I have hard water and, after carbon filtering, use about 50% distilled.

Do you have a way to measure PH?
 
Your fermentation temperature was around 70° for three weeks. Did you use heat to hold the wort temperature at 70° or was that the ambient air temperature? If that was the ambient air temperature, the wort temperature was a lot higher than that. Result harsh fusel alcohols. SA-05 works best at 62° to 64°.

An 8% stout is a big beer. Big beers need more time for bottle conditioning than an average 1.042 beer. Give the your stout 6 to 8 weeks for flavor development.

My palate would tell me to use only 4 ounces of black patent. That is just a personal preference of mine considering the lingering flavor of black patent in my mouth.
 
I'd definitely give it some time to age. I still have a few of my first Oatmeal stouts I made and they are a lot better after a year and a half. I can't help much with the PH because I'm still learning about it.

The one thing that makes me wonder is how long did you cold steep the coffee. I tried it twice and the first time I didn't have time to bottle . I left it steep for over 48 hours and it was horrible. I still can remember how it tasted. I dumped the coffee and started over. 24 hours was about perfect.

You need to get that temperature lower. I don't have a dedicated fermentation chamber but I use different places around my house to keep the temps lower. In the summer I use my cellar which it almost to cold. I have a water storage room which stays pretty cool because of the thermal mass of water in it. If I was you, I'd look into swamp coolers. :mug:
 
air temp in the house averages 75 at night and 82 during the day. i have a cooler bag, (cool-brewing.com) and rotate out frozen water jugs. i'm on that pretty hard. my process is:
day 1-10 rotating bottles 3 times a day, thermometer usually reads 65-68
days 11-18 rotate bottles in the morning and night. 70-72.
and the last few days i let sit at room temp. 75-80
i dont have issues with off flavors on my IPA, brown and Amber. the Stout is the thorn in my side right now.

my wife made the coffee. shes got the cold brew thing down. it was a light roast, steeped overnight.
the chocolate nibs were soaked in vodka for 4 days.

i dont have any pH strips or water testing kits. so ill either stay away from stouts until i get my hands on some, or give a small gallon test batch with a mixture of well water and bottled water.
im reading up on water. wow thats a whole new learning curve.
 
pH doesn't realy matter for extract brewing the lme is already pH balanced and has minerals added to it. All you are doing with extract is diluting and pre mashed concentrated wort, steeping a few pounds of specialty malts doesn't need any mineral or pH adjustments. If you where doing an all grain batch then I would be concerned with the pH. Have you made this recipe in the past? Maybe try cutting out the brown sugar and replacing it with some dme I have found that some times adding sugar can give a twang. I find beer yeast like eating malt sugars a lot better then regular sugar.

::::

**DIRECTION A:**
Edit the records starting with the line with "of the concrete" and going on through the line with "(1003, 455)", replacing "identify" with "locate" and leaving everything else unchanged.

Items from a data source:
::::

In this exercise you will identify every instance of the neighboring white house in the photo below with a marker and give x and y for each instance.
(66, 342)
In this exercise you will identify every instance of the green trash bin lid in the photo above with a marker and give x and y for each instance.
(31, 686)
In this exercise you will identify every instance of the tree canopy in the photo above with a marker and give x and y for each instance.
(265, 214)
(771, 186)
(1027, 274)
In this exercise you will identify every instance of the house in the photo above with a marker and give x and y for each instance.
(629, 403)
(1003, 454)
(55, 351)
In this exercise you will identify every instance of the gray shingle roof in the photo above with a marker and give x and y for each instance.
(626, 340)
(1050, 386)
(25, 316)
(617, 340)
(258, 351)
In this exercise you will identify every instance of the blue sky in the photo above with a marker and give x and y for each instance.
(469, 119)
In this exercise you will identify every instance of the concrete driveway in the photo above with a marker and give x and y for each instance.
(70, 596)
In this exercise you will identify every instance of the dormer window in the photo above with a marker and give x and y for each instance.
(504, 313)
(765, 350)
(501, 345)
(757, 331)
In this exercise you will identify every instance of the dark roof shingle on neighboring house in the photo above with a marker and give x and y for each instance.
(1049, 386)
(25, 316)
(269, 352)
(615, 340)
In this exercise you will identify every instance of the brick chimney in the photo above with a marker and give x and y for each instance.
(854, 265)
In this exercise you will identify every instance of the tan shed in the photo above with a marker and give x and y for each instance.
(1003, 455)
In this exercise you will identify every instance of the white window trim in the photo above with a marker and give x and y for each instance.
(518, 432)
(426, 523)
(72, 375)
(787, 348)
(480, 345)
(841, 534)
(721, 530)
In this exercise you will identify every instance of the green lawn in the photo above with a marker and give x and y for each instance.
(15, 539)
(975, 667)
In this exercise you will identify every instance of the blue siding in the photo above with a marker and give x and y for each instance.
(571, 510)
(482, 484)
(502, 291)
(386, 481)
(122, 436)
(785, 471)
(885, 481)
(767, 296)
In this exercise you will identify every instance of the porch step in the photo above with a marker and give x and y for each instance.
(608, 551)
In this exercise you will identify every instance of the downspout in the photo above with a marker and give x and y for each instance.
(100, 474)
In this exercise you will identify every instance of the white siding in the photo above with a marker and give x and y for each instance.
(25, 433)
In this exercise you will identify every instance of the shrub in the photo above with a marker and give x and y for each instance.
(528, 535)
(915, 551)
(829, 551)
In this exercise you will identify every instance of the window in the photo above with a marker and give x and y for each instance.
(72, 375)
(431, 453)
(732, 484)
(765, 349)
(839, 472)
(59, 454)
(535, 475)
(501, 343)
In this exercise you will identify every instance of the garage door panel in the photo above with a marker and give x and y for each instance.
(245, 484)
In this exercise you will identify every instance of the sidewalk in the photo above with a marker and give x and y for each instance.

::::

**DIRECTION B:**
Duplicate the passage of the homebrewing thread starting with "air temp in" and going on through "for 4 days.".

**EXERCISE SOLUTION A:**
In this exercise you will locate every instance of the concrete driveway in the photo above with a marker and give x and y for each instance.
(70, 596)
In this exercise you will locate every instance of the dormer window in the photo above with a marker and give x and y for each instance.
(504, 313)
(765, 350)
(501, 345)
(757, 331)
In this exercise you will locate every instance of the dark roof shingle on neighboring house in the photo above with a marker and give x and y for each instance.
(1049, 386)
(25, 316)
(269, 352)
(615, 340)
In this exercise you will locate every instance of the brick chimney in the photo above with a marker and give x and y for each instance.
(854, 265)
In this exercise you will locate every instance of the tan shed in the photo above with a marker and give x and y for each instance.
(1003, 455)

**EXERCISE SOLUTION B:**
air temp in the house averages 75 at night and 82 during the day. i have a cooler bag, (cool-brewing.com) and rotate out frozen water jugs. i'm on that pretty hard. my process is:
day 1-10 rotating bottles 3 times a day, thermometer usually reads 65-68
days 11-18 rotate bottles in the morning and night. 70-72.
and the last few days i let sit at room temp. 75-80
i dont have issues with off flavors on my IPA, brown and Amber. the Stout is the thorn in my side right now.

my wife made the coffee. shes got the cold brew thing down. it was a light roast, steeped overnight.
the chocolate nibs were soaked in vodka for 4 days.